-- START DATA SUPPLIED --
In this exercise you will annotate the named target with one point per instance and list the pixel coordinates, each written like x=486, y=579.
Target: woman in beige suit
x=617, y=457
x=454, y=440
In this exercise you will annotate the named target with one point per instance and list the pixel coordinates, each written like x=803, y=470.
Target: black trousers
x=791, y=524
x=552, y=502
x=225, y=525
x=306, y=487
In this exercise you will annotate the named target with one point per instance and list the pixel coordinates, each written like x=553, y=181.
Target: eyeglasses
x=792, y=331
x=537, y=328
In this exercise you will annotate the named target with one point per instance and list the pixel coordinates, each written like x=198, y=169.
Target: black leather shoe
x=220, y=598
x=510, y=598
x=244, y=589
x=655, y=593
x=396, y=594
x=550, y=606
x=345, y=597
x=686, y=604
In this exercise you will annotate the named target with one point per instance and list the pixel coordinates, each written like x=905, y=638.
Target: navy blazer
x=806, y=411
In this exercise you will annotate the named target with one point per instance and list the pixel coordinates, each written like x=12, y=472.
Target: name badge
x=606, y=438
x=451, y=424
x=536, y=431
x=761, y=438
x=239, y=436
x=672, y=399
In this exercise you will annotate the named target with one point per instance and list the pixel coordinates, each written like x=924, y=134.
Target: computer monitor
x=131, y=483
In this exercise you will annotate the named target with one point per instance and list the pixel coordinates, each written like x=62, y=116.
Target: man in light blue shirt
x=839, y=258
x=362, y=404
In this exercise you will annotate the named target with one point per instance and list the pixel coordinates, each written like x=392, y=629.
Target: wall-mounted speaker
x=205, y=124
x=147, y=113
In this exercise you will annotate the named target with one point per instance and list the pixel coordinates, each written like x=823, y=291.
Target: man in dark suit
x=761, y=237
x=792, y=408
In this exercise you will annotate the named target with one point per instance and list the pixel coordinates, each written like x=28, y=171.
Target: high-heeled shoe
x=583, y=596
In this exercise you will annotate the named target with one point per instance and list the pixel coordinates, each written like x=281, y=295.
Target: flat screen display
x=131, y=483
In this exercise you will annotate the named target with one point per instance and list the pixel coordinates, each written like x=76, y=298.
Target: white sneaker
-- END DATA SUPPLIED --
Reproduce precisely the span of lines that begins at the line containing "like x=553, y=181." and ends with the last line of the listing.

#### EXERCISE RESPONSE:
In this exercise you will annotate the named target with one point per instance and list the pixel coordinates, each written like x=553, y=181.
Target: eyeglasses
x=792, y=331
x=537, y=328
In this exercise you will annotate the named target with one point per instance and list the pixel coordinates, each written like x=198, y=169.
Target: black leather shoe
x=220, y=598
x=510, y=598
x=244, y=589
x=655, y=593
x=396, y=594
x=550, y=606
x=345, y=597
x=686, y=604
In this exercise you will annotate the named target with one point per instance and list the pixel coordinates, each written like x=905, y=638.
Target: navy blazer
x=806, y=411
In this exercise you will annotate the named target with one point per instance and list the pixel coordinates, each written like x=12, y=472.
Target: name badge
x=606, y=438
x=451, y=424
x=536, y=431
x=761, y=438
x=239, y=436
x=672, y=399
In this exercise you will annotate the named target with one point per instance and list the pixel coordinates, each written like x=924, y=134.
Target: computer monitor
x=131, y=483
In this exercise you will annotate the named target with one point per instance and list the pixel coordinates, each written like x=62, y=116.
Target: man in light blue shirt
x=839, y=258
x=362, y=404
In this exercise you will annotate the named target with one point per instance and list the pixel coordinates, each written like x=392, y=629.
Target: wall-mounted speaker
x=205, y=124
x=147, y=113
In this exercise you will annotate the named target with one point per instance and list the pixel coordinates, each written like x=823, y=291.
Target: man in dark suit
x=761, y=237
x=792, y=408
In this exercise you will annotate the named target with one point per instance and list the pixel coordinates, each written like x=28, y=171.
Target: high-heeled shoe
x=583, y=596
In this exercise you will annotate the named target with one point per instance and list the pixel coordinates, each written like x=281, y=295.
Target: flat screen display
x=131, y=483
In this exercise you will annotate the named target with one point per instance and list the pixel coordinates, each written like x=76, y=298.
Target: white sneaker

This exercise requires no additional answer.